Available data START

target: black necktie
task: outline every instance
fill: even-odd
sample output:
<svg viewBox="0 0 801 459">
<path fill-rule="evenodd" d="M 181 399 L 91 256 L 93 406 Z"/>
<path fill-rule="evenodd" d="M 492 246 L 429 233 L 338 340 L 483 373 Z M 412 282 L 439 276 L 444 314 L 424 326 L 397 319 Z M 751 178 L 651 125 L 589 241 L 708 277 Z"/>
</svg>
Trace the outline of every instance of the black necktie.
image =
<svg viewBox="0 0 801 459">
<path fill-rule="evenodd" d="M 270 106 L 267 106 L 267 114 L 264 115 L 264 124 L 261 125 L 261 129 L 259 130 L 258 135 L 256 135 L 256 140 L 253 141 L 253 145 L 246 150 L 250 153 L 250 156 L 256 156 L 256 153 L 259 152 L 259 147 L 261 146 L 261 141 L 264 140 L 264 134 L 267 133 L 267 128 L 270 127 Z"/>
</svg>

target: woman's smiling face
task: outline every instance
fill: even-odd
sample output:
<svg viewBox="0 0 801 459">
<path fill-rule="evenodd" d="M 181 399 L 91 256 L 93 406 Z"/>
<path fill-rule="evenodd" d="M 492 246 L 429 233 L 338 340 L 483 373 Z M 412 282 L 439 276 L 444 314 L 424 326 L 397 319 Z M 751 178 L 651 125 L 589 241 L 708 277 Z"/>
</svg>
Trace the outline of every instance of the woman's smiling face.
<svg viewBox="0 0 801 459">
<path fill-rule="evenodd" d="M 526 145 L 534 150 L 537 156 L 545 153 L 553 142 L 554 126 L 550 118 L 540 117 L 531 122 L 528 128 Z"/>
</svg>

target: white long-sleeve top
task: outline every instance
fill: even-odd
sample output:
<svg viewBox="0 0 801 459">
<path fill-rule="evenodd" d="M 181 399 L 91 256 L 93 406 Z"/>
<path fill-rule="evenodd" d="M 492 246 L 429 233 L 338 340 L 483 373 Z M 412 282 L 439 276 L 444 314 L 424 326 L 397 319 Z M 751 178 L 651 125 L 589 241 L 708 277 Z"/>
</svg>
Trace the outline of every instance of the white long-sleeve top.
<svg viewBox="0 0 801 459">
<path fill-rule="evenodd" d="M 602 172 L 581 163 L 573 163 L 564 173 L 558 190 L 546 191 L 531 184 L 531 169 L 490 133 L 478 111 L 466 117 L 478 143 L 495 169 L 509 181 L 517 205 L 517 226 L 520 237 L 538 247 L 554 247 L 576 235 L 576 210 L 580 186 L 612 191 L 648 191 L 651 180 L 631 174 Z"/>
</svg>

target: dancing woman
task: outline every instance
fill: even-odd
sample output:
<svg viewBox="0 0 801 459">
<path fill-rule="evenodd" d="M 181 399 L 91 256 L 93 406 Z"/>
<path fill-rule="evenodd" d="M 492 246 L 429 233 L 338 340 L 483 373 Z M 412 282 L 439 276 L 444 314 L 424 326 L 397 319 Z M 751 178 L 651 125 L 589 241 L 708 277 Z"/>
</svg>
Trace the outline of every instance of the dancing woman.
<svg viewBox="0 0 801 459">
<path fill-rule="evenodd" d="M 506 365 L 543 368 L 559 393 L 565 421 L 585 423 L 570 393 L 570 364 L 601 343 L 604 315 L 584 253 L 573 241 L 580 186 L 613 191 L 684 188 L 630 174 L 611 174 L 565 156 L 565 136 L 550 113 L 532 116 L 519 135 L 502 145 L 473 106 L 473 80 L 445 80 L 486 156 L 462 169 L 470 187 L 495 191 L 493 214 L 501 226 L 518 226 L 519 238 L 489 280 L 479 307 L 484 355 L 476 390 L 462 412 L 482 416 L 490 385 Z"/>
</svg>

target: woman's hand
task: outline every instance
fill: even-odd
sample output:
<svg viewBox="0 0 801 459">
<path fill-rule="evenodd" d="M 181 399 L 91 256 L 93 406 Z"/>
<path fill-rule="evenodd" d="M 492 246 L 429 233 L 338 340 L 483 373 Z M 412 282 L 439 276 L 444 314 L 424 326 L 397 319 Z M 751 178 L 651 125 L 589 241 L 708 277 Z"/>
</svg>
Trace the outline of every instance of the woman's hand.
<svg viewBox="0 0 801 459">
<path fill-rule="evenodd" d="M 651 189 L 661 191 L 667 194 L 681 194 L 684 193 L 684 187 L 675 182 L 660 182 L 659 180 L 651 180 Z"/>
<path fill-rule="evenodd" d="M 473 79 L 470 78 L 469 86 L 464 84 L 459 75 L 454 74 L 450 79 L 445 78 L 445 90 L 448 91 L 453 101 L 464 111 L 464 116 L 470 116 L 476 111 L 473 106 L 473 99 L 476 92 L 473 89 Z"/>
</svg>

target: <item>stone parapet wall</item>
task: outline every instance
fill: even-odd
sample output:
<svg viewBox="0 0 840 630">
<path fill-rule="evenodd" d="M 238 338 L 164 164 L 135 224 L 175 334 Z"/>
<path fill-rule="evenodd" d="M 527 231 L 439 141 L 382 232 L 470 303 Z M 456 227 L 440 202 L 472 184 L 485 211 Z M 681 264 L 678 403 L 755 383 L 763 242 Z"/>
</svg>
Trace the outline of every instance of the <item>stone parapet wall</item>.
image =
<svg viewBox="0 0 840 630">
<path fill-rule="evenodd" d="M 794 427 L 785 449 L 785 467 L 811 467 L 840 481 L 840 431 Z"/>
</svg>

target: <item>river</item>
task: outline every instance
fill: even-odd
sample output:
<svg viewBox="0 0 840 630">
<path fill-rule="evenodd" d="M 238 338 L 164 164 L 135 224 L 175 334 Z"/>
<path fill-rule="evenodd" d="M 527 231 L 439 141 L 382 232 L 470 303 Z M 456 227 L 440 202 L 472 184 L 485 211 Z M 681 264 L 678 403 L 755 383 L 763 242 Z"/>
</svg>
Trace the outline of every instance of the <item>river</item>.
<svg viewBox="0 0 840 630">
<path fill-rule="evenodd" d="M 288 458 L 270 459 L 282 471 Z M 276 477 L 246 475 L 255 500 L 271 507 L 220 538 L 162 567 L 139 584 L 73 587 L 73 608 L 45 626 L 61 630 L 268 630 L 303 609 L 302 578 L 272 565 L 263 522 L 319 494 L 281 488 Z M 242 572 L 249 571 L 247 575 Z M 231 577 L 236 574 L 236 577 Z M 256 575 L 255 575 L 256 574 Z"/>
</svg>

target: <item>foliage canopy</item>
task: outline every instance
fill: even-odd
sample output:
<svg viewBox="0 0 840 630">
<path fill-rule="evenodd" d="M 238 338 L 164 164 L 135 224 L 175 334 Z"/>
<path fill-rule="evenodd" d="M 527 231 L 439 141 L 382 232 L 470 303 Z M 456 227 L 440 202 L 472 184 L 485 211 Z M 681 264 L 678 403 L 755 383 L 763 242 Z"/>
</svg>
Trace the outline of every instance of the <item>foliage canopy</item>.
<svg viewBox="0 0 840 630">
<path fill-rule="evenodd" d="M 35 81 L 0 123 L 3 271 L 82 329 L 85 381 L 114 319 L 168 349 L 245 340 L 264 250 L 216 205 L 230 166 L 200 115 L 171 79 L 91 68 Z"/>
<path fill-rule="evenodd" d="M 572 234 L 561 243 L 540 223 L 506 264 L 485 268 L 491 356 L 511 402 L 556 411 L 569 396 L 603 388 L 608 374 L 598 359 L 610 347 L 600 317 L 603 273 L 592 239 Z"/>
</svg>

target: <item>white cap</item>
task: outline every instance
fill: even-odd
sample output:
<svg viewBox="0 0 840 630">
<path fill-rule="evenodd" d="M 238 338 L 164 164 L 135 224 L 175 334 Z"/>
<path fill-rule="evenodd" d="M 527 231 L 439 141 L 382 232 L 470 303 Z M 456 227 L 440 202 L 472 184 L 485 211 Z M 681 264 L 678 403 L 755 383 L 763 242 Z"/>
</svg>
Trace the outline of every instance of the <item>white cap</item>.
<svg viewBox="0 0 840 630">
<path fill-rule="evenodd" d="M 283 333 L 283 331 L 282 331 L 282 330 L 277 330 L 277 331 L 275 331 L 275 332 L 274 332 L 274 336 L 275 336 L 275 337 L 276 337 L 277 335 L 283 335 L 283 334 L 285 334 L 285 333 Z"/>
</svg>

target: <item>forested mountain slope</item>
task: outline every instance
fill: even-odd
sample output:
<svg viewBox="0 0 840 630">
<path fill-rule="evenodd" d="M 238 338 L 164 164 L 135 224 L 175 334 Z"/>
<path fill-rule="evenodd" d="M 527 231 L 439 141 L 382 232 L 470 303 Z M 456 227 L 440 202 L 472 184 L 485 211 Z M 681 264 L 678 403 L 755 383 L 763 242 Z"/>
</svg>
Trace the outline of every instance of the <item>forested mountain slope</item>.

Available data END

What you have to do — Scan the data above for the word "target", then copy every line that holds it.

Response area —
target: black necktie
target: woman's smiling face
target: white long-sleeve top
target: dancing woman
target: woman's hand
target: <item>stone parapet wall</item>
target: <item>river</item>
target: <item>foliage canopy</item>
target: <item>white cap</item>
target: <item>forested mountain slope</item>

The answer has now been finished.